Provided material: Begin
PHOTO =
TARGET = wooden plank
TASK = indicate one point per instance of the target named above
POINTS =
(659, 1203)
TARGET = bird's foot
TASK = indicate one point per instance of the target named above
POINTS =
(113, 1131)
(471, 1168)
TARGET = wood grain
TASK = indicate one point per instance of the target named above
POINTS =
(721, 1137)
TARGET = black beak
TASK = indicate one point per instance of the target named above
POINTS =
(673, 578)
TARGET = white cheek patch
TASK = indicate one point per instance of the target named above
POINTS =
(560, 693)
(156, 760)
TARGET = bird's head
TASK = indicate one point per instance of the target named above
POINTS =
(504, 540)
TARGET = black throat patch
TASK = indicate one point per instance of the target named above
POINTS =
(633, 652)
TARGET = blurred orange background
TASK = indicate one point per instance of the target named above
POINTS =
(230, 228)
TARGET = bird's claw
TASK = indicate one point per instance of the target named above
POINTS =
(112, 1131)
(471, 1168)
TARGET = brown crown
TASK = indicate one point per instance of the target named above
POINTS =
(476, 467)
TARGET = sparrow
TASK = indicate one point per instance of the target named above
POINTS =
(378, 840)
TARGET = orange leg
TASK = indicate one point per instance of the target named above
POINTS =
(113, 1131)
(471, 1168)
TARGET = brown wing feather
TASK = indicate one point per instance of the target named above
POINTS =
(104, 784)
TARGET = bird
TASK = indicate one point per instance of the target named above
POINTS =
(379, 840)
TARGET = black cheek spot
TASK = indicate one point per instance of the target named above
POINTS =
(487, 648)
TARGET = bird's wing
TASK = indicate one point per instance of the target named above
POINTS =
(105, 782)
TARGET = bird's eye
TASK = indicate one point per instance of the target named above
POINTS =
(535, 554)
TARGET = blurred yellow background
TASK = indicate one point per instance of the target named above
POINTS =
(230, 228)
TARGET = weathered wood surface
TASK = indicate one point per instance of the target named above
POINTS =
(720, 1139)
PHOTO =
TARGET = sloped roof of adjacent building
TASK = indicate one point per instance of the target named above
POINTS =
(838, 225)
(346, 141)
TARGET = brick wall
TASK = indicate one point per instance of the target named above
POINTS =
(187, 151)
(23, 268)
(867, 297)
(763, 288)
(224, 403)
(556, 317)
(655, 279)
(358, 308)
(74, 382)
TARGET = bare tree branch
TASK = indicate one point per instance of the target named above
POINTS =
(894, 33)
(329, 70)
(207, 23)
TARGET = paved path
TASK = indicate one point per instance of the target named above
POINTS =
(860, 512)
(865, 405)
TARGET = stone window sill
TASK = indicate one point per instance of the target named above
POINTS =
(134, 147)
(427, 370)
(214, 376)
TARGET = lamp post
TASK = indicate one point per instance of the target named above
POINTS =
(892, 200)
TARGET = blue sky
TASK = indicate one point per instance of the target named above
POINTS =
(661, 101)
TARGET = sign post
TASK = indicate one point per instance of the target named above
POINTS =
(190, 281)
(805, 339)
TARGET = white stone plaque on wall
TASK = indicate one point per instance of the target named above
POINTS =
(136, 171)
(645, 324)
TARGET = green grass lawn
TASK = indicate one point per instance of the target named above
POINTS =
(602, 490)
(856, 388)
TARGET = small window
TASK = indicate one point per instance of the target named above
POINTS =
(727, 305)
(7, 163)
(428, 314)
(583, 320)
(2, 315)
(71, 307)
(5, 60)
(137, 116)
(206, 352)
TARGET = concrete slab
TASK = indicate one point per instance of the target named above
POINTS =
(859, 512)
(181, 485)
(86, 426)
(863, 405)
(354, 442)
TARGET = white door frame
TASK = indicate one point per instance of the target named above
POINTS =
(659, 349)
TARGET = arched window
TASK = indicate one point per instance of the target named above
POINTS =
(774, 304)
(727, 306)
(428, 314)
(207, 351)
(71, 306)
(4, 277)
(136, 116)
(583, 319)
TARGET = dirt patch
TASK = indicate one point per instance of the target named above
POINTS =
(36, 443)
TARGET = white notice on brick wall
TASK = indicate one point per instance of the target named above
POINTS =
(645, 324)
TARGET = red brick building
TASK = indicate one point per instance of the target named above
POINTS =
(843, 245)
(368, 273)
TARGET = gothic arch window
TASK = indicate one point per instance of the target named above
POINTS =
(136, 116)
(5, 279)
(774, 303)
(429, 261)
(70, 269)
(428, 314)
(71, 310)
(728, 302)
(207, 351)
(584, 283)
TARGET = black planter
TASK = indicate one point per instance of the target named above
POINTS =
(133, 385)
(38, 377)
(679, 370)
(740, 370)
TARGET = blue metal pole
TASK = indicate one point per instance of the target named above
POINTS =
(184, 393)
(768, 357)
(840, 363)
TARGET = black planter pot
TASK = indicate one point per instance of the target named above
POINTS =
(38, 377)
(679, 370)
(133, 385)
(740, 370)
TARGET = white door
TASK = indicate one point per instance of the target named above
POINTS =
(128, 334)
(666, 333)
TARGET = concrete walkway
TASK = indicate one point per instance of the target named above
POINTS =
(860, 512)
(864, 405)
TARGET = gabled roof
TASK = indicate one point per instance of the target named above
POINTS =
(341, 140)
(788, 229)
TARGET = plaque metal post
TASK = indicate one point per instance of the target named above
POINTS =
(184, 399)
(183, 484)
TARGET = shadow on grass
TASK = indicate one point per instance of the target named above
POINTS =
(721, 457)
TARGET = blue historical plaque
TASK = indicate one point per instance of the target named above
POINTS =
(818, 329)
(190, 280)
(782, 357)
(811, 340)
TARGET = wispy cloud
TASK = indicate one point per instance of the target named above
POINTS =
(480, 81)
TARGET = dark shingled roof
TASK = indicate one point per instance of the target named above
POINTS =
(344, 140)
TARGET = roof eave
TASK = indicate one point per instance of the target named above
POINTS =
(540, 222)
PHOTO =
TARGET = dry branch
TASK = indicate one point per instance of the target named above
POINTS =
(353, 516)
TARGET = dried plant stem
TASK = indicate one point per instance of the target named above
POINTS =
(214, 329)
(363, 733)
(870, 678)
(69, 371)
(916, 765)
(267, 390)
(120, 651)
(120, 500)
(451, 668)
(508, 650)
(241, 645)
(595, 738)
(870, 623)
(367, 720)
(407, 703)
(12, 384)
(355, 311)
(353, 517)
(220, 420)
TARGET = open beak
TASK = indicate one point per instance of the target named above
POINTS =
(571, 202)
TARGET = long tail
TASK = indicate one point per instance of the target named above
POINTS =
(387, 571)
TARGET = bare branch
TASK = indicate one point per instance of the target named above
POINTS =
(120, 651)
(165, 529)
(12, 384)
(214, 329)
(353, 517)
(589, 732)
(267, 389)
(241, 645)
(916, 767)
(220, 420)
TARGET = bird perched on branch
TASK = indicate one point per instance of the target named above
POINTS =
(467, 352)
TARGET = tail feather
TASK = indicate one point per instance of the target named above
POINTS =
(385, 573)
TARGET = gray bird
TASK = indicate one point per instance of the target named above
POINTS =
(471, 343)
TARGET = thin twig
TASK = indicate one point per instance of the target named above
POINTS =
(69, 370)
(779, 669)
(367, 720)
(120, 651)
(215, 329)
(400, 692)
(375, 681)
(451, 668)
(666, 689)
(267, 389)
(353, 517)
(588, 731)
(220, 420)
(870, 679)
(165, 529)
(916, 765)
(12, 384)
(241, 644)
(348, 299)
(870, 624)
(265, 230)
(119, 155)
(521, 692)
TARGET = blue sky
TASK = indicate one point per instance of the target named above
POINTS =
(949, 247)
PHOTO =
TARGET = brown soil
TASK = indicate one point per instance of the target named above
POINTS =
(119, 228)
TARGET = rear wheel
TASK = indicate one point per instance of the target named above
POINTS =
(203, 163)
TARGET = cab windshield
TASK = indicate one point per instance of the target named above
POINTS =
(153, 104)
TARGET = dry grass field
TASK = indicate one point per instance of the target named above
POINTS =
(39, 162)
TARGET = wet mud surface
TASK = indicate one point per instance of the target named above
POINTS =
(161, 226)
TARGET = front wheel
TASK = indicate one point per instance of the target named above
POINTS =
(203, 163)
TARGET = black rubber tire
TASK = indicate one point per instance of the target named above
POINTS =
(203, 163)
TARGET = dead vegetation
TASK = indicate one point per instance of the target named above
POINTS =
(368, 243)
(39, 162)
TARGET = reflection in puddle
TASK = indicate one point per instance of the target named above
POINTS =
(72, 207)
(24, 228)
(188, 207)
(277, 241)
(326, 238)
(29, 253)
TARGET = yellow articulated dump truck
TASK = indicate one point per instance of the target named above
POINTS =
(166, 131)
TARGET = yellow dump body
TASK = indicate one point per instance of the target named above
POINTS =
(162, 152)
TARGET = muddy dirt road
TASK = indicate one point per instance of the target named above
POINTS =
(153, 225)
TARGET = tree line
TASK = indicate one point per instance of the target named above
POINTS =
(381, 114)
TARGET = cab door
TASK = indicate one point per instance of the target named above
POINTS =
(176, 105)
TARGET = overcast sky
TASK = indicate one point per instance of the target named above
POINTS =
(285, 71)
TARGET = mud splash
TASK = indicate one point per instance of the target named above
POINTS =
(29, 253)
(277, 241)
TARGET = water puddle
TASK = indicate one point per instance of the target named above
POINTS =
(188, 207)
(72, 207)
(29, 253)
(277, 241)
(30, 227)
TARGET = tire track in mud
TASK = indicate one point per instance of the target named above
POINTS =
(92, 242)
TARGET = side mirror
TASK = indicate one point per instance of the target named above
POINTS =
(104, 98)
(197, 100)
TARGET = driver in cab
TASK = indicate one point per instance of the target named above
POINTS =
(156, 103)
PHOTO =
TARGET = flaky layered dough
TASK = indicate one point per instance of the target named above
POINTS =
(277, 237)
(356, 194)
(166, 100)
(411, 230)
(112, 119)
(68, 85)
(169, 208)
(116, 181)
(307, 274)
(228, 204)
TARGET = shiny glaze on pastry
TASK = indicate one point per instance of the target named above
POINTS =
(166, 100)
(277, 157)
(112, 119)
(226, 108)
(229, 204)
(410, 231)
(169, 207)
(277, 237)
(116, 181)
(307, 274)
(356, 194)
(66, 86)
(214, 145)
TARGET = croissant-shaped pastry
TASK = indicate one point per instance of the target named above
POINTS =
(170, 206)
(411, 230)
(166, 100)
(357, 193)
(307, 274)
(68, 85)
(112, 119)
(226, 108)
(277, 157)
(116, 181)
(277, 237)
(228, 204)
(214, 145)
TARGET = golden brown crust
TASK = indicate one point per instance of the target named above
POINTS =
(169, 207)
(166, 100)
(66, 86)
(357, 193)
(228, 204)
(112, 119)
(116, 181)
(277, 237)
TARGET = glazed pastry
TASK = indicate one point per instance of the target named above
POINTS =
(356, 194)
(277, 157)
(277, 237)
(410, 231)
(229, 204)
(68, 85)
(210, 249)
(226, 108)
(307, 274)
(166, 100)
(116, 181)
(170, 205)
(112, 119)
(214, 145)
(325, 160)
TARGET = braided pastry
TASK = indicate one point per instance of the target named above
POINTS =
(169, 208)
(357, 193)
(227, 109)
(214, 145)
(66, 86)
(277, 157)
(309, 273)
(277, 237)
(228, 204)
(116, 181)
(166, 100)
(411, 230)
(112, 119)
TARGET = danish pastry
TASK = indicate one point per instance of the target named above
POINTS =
Provided material: End
Where a line of the material holds the word "roof", copy that line.

TARGET = sloped roof of adjacent building
TARGET = gabled roof
TARGET = dark shingled roof
TARGET = roof eave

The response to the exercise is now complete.